▶ [Excerpted records]
————

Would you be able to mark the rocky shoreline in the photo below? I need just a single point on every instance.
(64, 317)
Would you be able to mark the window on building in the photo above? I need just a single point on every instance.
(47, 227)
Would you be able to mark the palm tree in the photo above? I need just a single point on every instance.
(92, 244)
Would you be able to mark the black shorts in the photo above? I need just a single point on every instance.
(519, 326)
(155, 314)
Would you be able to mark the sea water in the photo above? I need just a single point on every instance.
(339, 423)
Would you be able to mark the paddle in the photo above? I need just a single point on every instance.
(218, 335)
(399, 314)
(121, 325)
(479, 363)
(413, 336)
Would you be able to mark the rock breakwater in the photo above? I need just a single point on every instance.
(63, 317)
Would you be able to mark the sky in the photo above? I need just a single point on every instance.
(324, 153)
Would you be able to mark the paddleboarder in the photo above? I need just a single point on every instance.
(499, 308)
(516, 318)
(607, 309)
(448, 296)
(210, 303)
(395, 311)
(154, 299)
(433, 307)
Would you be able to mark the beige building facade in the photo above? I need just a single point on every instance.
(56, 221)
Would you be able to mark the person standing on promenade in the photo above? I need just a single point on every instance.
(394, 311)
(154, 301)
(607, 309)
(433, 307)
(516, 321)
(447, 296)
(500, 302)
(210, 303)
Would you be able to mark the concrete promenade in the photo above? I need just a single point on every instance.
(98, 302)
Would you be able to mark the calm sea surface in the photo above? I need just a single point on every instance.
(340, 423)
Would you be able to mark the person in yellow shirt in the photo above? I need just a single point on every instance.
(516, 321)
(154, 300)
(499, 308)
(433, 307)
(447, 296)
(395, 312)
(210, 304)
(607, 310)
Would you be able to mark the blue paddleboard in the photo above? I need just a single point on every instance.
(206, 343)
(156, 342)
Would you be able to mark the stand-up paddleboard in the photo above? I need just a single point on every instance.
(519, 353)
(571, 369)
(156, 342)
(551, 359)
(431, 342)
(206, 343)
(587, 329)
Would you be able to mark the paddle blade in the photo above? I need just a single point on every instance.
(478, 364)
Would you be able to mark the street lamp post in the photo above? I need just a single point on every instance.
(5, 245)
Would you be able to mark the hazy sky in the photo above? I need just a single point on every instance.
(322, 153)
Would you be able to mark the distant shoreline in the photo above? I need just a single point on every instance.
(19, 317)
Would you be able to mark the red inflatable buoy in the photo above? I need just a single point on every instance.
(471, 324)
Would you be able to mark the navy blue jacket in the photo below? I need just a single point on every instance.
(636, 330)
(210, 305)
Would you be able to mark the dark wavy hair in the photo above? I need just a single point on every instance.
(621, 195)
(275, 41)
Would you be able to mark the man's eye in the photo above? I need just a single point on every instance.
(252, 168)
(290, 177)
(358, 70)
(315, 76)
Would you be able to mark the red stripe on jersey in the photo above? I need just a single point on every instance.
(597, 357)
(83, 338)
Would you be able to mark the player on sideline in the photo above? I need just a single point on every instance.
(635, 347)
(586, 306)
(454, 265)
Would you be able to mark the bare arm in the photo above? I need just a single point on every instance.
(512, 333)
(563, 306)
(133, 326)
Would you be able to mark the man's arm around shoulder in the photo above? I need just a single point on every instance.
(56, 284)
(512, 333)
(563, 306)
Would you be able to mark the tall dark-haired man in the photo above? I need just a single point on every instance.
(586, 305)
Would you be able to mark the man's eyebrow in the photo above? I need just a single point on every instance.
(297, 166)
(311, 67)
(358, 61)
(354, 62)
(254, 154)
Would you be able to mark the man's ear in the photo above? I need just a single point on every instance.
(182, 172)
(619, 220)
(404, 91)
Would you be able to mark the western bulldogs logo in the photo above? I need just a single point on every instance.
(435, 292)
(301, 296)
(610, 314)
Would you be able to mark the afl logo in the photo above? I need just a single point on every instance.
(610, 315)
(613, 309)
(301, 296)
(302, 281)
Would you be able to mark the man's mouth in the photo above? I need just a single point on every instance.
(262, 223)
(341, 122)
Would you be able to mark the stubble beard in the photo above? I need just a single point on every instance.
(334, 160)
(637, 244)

————

▶ [Exercise prompt] Print the data above exactly as it reads.

▶ [Solution to the problem]
Would you be able to mark the rocky shoreline in the photo below? I need just a single point on every instance.
(64, 317)
Would you be able to mark the window on building in the photo above? I need just a single point on every instance.
(47, 227)
Would you be able to mark the palm tree in the photo above? I need just a single point on every instance.
(92, 244)
Would you be able to mark the black shorts in the photo above? I need just a single point on every instance.
(519, 326)
(155, 314)
Would you be able to mark the sea water in the photo above? I need just a single point on every instance.
(339, 423)
Would you be able to mark the paddle in the photo above? I need just a single point on every instance.
(218, 335)
(399, 314)
(121, 325)
(479, 363)
(413, 336)
Would you be able to mark the rock breakwater in the photo above? I need just a single point on every instance.
(63, 317)
Would you be able to mark the sky in the photo above? I need just a single point on every instance.
(324, 153)
Would you be able to mark the paddleboarder in the photo above? I need just a single point on every instance.
(499, 308)
(516, 318)
(607, 309)
(448, 296)
(210, 303)
(395, 311)
(154, 299)
(433, 307)
Would you be able to mark the beige building facade in the photo above? I need just a single point on every instance.
(56, 221)
Would you be able to mark the person standing on promenade in the photo above? I need just a single point on every instance.
(394, 311)
(154, 301)
(607, 309)
(433, 307)
(516, 321)
(447, 296)
(500, 302)
(210, 303)
Would you be able to mark the concrete promenade in the photo above? I need just a single point on every instance.
(98, 302)
Would you be able to mark the calm sea surface in the photo above? I need just a single point on every instance.
(340, 423)
Would you be able to mark the person in yellow shirt in the photo above? I need just a single point on every instance.
(516, 321)
(154, 300)
(499, 308)
(433, 307)
(447, 296)
(395, 312)
(210, 304)
(607, 310)
Would you be able to mark the blue paddleboard in the photo above? I need just a single point on every instance.
(206, 343)
(156, 342)
Would you be able to mark the stand-up paddleboard in the photo above? I need just a single point on every instance.
(519, 353)
(571, 369)
(156, 342)
(551, 359)
(431, 342)
(206, 343)
(587, 329)
Would you be able to mark the paddle blade in the photo above? I need just a single point on every instance.
(478, 364)
Would you be able to mark the street lamp post in the photo above? I need just a single point on every instance.
(5, 245)
Would you be able to mark the hazy sky in the photo above? I need just a single point on every instance.
(322, 153)
Would you be able to mark the distant shoreline in the photo above? I need just a single point on every instance.
(19, 317)
Would you be able to mark the red inflatable buoy in the photo above? I need just a single point on every instance.
(471, 324)
Would you be able to mark the navy blue jacket in the photo below? I need just a single point on every instance.
(636, 330)
(210, 305)
Would you be able to mark the dark wavy hair in the photo above? I need just a single point on every instance.
(621, 195)
(275, 41)
Would you be able to mark the man's eye in the photo above? I need just a single point on every instance.
(252, 168)
(290, 177)
(358, 70)
(315, 76)
Would you be able to mark the red stripe on jersey in the photo above? I need just a single point on every instance.
(597, 357)
(83, 338)
Would you be able to mark the player on sideline in the photo above? I need just a single point on every instance.
(635, 347)
(586, 306)
(454, 265)
Would you be able to mark the bare arm in the photo above? I need just a single point on every instance.
(512, 333)
(563, 306)
(133, 326)
Would you be able to mark the man's arm around shoulder in the photo above? I need just a single point on every instance.
(56, 284)
(512, 333)
(563, 306)
Would you be able to mark the tall dark-haired man in the photo above? I need just a single point on every instance.
(586, 305)
Would you be able to mark the man's eyebrow in the photo above? I need just a single point on every instance.
(297, 166)
(311, 67)
(358, 61)
(354, 62)
(254, 154)
Would you be able to mark the man's ear in the photo above? I need just a single point on every instance.
(182, 172)
(619, 220)
(404, 91)
Would you be able to mark the western bulldogs logo in the photo above? I need just a single point on every instance.
(435, 292)
(301, 296)
(610, 314)
Would you be able to mark the afl logo in the photo above? I need just a single point on every instance.
(610, 315)
(613, 309)
(301, 296)
(302, 281)
Would you be able to mark the man's mouth in the photo above? I need just a single point on every instance.
(262, 223)
(341, 122)
Would you be able to mark the stubble beard in the photo above? I need just a single point on every instance.
(334, 160)
(637, 244)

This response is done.